■ Verken het materiaal
**1.** Pas in de tekst over de zaligverklaring het stuk aan dat begint bij de woorden "Eerste fase: Op" en eindigt na "v.d. Heijden (1966-2007).". Geef dat stuk opnieuw en vervang daarin "Ierland" door "Engeland".
**2.** Noem alle paters die volgens de tekst over de zaligverklaring in Nederland na elkaar vicepostulator waren, met de jaren die erbij staan.

■ Studietekst

_ _ _

Het proces van zaligverklaring

1922 - 1949

Eerste fase: Op 30 mei 1922 draagt de generale overste van de Passionisten de generale ‘postulator’ op stappen te zetten om het proces van de zaligverklaring in gang te zetten. Omdat hij in Nederland geboren is en het grootste deel in Ierland heeft geleefd, wordt zowel in Nederland als in Ierland een passionist tot ‘vicepostulator’ benoemd.

De molenaarswoning ingericht als kapel
De molenaarswoning ingericht als kapel

In Nederland waren dit achtereenvolgens P.Edmond de Grauw (1922-1951) en P. Xaverius Janssen (1951-1961), P. Leonardus Clumpkes (1961-1966), P.Joachim v.d. Heijden (1966-2007).

Het was hun taak om in de bisdommen Roermond en Dublin het proces te stimuleren. Dat deden zij door over de levenswandel en geschriften van Pater Karel te berichten.

Zoals de meeste ordes en congregaties hadden ook de Passionisten een tijdschrift. In 1922 was door hen het tijdschrift Golgotha opgericht. Vanaf het begin is daarin over Pater Karel geschreven, en werden gebedsverhoringen op voorspraak van Pater Karel vermeld.

Het apostolische proces

Het proces van zaligverklaring werd eerst ingeleid in het bisdom Roermond en Aartsbisdom Dublin, daarna werd het door Rome overgenomen.

_ _ _

■ Gegevens
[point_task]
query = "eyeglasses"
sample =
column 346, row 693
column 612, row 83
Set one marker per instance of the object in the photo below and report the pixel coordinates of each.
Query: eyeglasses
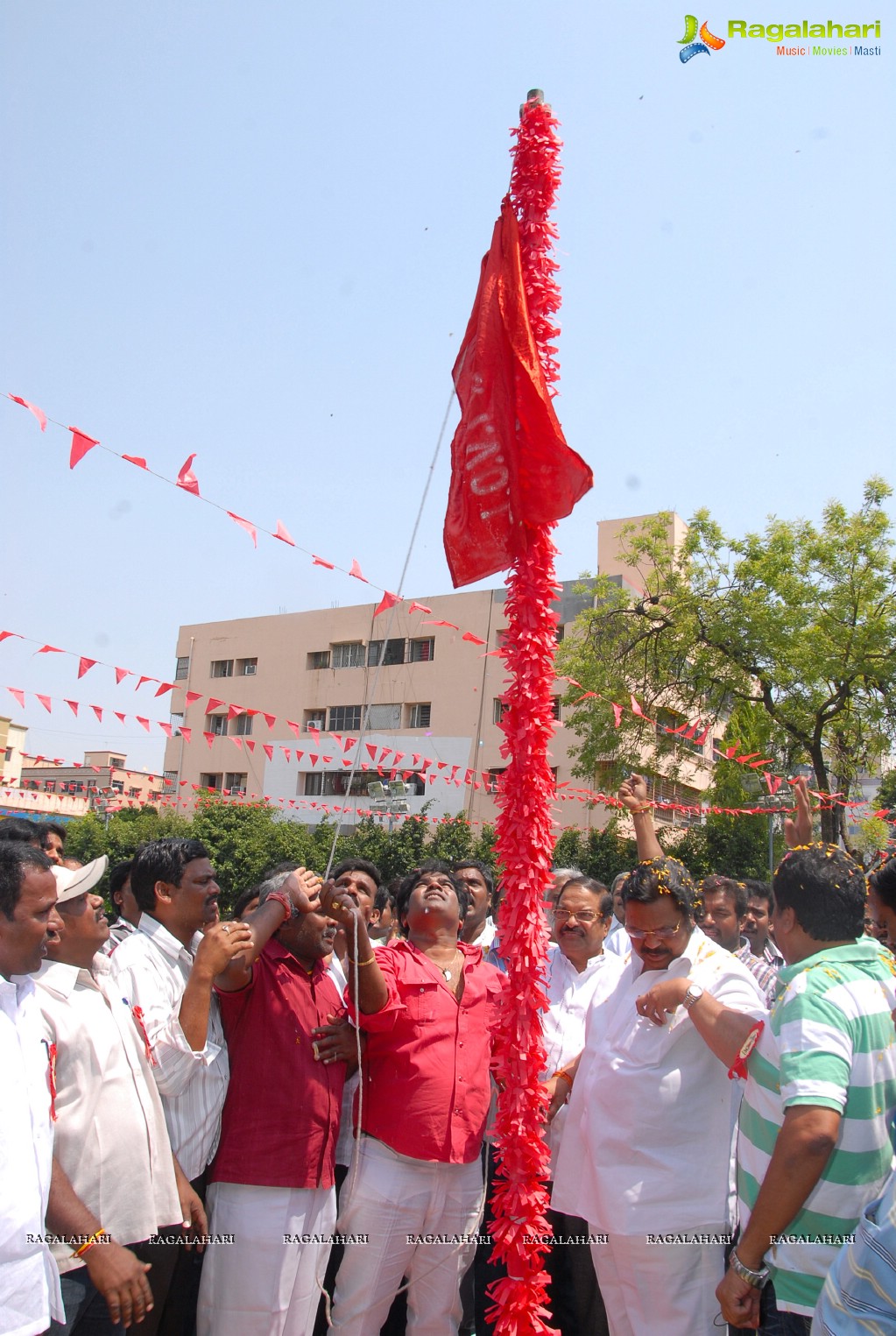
column 581, row 915
column 662, row 934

_ _ _

■ Antwoorden per nummer
**1.**
Eerste fase: Op 30 mei 1922 draagt de generale overste van de Passionisten de generale ‘postulator’ op stappen te zetten om het proces van de zaligverklaring in gang te zetten. Omdat hij in Nederland geboren is en het grootste deel in Engeland heeft geleefd, wordt zowel in Nederland als in Engeland een passionist tot ‘vicepostulator’ benoemd.

De molenaarswoning ingericht als kapel
De molenaarswoning ingericht als kapel

In Nederland waren dit achtereenvolgens P.Edmond de Grauw (1922-1951) en P. Xaverius Janssen (1951-1961), P. Leonardus Clumpkes (1961-1966), P.Joachim v.d. Heijden (1966-2007).

**2.**
- P. Edmond de Grauw (1922-1951)
- P. Xaverius Janssen (1951-1961)
- P. Leonardus Clumpkes (1961-1966)
- P. Joachim v.d. Heijden (1966-2007)